[RECORDS FOR THIS TASK Boundary: Start]
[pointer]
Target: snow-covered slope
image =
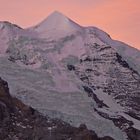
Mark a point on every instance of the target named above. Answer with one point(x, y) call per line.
point(57, 25)
point(78, 74)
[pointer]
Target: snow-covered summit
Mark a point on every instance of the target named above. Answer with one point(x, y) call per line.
point(57, 24)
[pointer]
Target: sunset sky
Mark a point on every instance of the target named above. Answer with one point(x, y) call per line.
point(119, 18)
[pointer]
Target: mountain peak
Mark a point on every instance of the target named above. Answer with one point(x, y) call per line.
point(58, 24)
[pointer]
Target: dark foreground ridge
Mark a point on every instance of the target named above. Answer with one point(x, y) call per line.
point(21, 122)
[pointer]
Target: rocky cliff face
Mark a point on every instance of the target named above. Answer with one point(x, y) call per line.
point(74, 73)
point(21, 122)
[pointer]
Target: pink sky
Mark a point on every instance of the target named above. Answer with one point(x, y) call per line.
point(119, 18)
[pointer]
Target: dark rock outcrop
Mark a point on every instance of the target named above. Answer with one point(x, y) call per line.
point(21, 122)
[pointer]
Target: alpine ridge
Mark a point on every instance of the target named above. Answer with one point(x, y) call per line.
point(77, 74)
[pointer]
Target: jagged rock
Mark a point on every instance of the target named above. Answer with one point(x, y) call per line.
point(21, 122)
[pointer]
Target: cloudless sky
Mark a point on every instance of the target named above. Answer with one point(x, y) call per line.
point(119, 18)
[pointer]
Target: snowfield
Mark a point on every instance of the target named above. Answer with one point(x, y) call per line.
point(48, 65)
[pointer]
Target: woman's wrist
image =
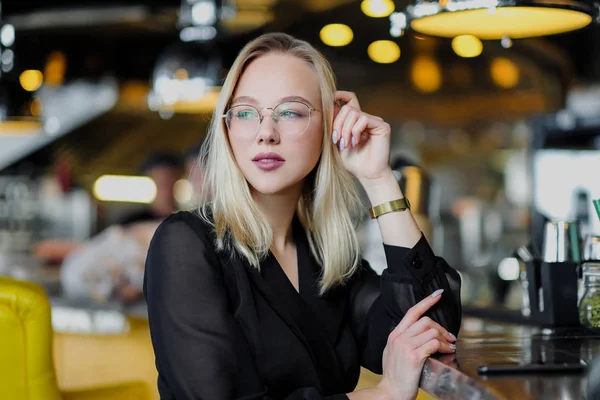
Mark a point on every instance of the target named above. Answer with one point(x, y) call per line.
point(382, 188)
point(373, 393)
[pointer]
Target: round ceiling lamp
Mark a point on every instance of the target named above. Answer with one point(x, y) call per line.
point(336, 35)
point(497, 19)
point(377, 8)
point(384, 51)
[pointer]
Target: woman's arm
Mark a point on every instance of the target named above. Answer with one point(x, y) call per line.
point(413, 273)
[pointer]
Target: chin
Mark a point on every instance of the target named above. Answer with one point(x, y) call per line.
point(271, 185)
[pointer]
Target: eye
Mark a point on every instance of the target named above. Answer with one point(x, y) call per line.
point(244, 113)
point(292, 110)
point(289, 114)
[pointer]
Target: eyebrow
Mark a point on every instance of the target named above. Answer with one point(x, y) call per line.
point(253, 101)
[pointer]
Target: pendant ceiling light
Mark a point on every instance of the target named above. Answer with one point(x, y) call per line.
point(496, 19)
point(20, 109)
point(187, 74)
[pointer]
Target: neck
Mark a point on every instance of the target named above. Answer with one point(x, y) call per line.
point(279, 209)
point(162, 209)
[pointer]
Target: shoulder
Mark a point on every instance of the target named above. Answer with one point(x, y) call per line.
point(184, 225)
point(183, 233)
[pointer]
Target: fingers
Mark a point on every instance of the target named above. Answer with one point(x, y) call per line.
point(426, 323)
point(349, 126)
point(434, 346)
point(431, 335)
point(348, 98)
point(416, 312)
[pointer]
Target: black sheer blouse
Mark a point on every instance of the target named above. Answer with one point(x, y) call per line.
point(223, 330)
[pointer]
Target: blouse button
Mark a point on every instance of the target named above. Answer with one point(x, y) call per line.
point(417, 263)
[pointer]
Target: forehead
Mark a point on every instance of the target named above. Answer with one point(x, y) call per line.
point(272, 77)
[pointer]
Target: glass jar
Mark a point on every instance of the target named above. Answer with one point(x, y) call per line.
point(589, 305)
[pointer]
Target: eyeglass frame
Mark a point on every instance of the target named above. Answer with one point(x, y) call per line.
point(262, 117)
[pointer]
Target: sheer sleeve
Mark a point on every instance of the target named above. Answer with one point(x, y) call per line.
point(199, 348)
point(379, 303)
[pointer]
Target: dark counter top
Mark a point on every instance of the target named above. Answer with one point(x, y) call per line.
point(486, 342)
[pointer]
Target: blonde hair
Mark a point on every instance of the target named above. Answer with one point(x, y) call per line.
point(329, 207)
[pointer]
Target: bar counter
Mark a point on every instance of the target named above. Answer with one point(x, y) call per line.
point(486, 342)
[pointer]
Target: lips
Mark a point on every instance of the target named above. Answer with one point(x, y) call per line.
point(268, 157)
point(268, 161)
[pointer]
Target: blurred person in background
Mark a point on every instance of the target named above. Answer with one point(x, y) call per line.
point(109, 267)
point(164, 168)
point(262, 291)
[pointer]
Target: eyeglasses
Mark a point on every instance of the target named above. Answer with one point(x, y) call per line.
point(291, 118)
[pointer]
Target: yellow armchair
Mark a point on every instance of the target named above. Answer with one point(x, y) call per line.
point(26, 362)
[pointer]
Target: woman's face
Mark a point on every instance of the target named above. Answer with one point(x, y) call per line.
point(276, 156)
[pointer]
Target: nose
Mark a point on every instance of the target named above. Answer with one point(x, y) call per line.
point(267, 130)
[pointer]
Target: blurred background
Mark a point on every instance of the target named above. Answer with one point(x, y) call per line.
point(103, 106)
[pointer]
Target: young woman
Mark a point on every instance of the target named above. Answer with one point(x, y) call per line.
point(262, 293)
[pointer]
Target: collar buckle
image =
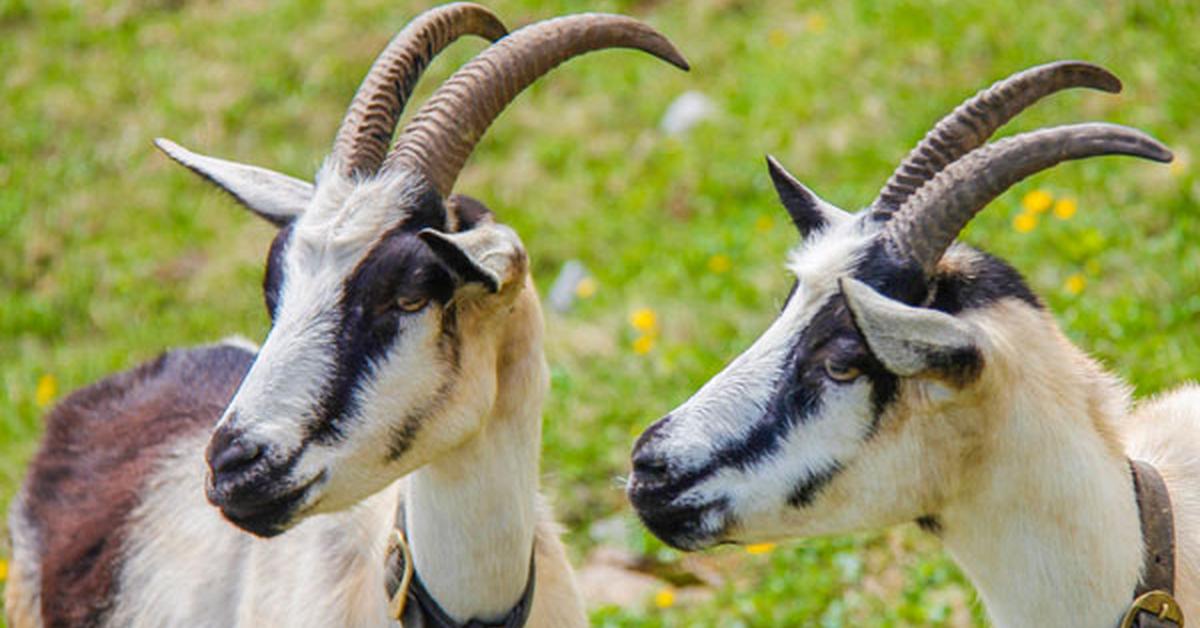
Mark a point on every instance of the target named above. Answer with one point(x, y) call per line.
point(1161, 606)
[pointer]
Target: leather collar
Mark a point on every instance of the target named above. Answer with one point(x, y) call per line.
point(1155, 604)
point(420, 610)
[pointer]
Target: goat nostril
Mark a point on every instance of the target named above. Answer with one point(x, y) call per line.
point(649, 464)
point(235, 455)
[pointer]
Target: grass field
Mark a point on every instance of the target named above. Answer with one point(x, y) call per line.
point(108, 253)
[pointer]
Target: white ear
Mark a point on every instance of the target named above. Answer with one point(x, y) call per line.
point(489, 253)
point(809, 213)
point(276, 197)
point(912, 341)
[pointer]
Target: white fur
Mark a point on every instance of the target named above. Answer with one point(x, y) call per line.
point(469, 477)
point(1025, 468)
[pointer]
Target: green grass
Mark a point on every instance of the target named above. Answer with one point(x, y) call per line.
point(108, 253)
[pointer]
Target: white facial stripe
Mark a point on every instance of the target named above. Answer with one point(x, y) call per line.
point(405, 392)
point(811, 448)
point(297, 362)
point(727, 406)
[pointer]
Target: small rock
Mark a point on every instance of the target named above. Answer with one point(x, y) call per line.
point(689, 109)
point(564, 289)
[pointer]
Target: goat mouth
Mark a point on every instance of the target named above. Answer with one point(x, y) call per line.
point(687, 527)
point(270, 515)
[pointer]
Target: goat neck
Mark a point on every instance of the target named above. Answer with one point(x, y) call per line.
point(1047, 525)
point(472, 513)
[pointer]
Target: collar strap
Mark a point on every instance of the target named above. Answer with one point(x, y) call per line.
point(414, 605)
point(1155, 605)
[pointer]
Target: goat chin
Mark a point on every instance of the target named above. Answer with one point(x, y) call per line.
point(1165, 432)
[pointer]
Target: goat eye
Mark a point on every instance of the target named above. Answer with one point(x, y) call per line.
point(841, 372)
point(412, 304)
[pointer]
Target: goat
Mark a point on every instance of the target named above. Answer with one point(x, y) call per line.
point(912, 378)
point(400, 387)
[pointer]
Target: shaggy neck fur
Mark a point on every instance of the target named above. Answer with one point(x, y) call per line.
point(471, 513)
point(1045, 520)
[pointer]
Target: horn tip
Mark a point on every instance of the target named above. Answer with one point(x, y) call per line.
point(171, 149)
point(1098, 77)
point(1162, 154)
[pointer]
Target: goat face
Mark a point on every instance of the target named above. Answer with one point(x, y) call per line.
point(841, 416)
point(389, 301)
point(787, 438)
point(388, 306)
point(382, 353)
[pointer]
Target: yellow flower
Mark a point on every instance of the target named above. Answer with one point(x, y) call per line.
point(760, 548)
point(586, 288)
point(815, 23)
point(643, 320)
point(719, 263)
point(1037, 201)
point(1025, 222)
point(1075, 283)
point(1065, 208)
point(47, 387)
point(777, 37)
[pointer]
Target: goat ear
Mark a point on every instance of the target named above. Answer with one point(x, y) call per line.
point(913, 341)
point(276, 197)
point(808, 210)
point(490, 255)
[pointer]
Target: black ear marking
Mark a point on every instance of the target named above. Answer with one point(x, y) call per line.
point(465, 213)
point(801, 203)
point(275, 197)
point(457, 261)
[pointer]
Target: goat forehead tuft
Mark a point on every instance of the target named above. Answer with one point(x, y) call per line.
point(353, 214)
point(828, 255)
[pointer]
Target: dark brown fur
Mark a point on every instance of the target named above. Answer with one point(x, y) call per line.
point(101, 444)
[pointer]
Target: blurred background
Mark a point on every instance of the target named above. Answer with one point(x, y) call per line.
point(649, 179)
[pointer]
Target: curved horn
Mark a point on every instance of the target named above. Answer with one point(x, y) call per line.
point(447, 129)
point(366, 131)
point(971, 124)
point(931, 219)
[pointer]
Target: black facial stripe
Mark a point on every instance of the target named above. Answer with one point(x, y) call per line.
point(400, 265)
point(930, 524)
point(979, 281)
point(798, 395)
point(985, 281)
point(403, 434)
point(808, 489)
point(273, 279)
point(791, 294)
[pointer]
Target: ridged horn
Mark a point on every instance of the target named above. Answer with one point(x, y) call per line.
point(448, 126)
point(971, 124)
point(370, 123)
point(923, 228)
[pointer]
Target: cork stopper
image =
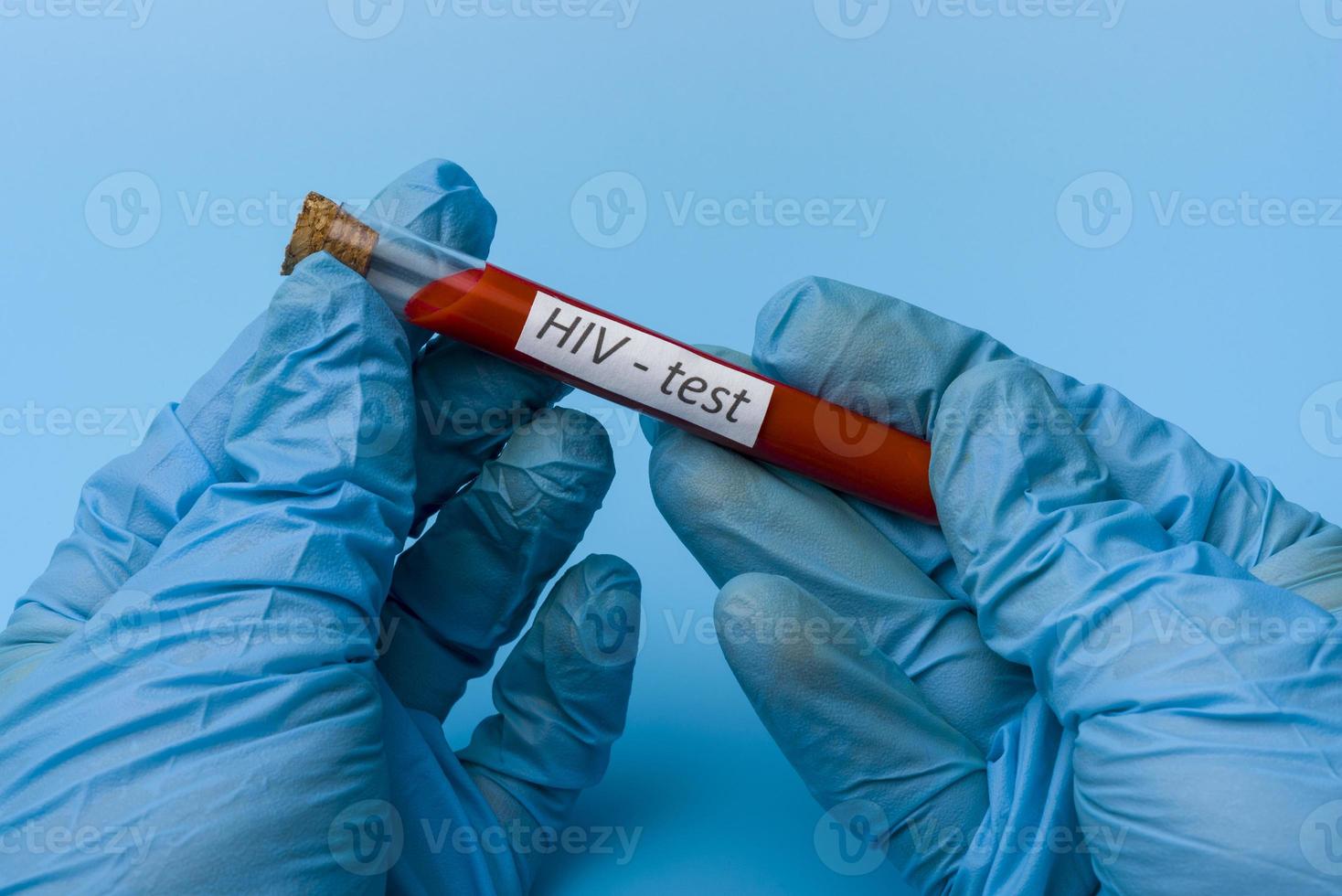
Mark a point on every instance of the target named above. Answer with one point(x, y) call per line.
point(325, 227)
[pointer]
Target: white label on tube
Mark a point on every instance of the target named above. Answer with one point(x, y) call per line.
point(647, 369)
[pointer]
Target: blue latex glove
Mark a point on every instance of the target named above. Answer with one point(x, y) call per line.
point(1054, 692)
point(192, 697)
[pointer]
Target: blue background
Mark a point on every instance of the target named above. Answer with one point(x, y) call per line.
point(969, 128)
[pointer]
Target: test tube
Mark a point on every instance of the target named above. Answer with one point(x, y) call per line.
point(537, 327)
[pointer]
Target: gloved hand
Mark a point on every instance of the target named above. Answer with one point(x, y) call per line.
point(197, 697)
point(1114, 667)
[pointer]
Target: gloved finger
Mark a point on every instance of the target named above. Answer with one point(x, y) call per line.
point(469, 585)
point(561, 699)
point(128, 507)
point(1177, 668)
point(1074, 580)
point(886, 767)
point(857, 347)
point(467, 405)
point(737, 516)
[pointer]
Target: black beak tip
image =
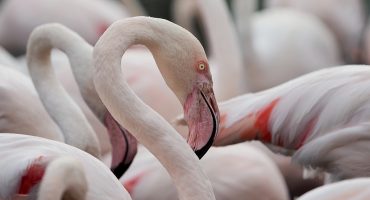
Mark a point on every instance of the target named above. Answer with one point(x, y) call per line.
point(201, 152)
point(120, 169)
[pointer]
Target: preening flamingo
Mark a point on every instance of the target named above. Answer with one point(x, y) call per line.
point(320, 117)
point(148, 127)
point(80, 56)
point(357, 188)
point(89, 18)
point(172, 47)
point(242, 175)
point(346, 19)
point(229, 73)
point(281, 44)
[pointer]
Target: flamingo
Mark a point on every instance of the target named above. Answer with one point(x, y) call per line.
point(281, 44)
point(6, 59)
point(229, 74)
point(310, 44)
point(89, 18)
point(38, 168)
point(357, 188)
point(346, 19)
point(74, 125)
point(79, 53)
point(20, 108)
point(319, 118)
point(166, 41)
point(243, 175)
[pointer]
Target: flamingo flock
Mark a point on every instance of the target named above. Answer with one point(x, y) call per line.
point(107, 103)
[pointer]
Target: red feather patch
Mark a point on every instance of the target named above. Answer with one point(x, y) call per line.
point(262, 119)
point(32, 176)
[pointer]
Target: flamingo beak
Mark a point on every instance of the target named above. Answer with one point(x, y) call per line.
point(202, 116)
point(124, 146)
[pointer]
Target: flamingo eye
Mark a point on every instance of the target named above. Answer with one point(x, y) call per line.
point(202, 66)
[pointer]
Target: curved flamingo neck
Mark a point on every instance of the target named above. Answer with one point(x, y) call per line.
point(61, 107)
point(224, 47)
point(152, 130)
point(63, 178)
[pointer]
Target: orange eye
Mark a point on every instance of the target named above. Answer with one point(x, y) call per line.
point(202, 66)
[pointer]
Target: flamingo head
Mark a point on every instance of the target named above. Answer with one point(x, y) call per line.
point(201, 111)
point(186, 71)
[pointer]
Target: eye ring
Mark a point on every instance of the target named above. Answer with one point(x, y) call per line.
point(202, 66)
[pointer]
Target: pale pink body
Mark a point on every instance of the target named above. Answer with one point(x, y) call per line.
point(305, 114)
point(15, 161)
point(236, 172)
point(21, 110)
point(346, 19)
point(353, 189)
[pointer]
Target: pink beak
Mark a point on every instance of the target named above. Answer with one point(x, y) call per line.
point(124, 146)
point(202, 116)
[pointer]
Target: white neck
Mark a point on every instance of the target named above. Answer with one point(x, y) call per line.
point(152, 130)
point(65, 179)
point(61, 107)
point(134, 7)
point(225, 47)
[RECORDS FOR THIS TASK Boundary: End]
### YOUR OBJECTIVE
Copy out each line of the listing where the string "collar" appears.

### ANSWER BELOW
Target: collar buckle
Target: leather collar
Target: collar strap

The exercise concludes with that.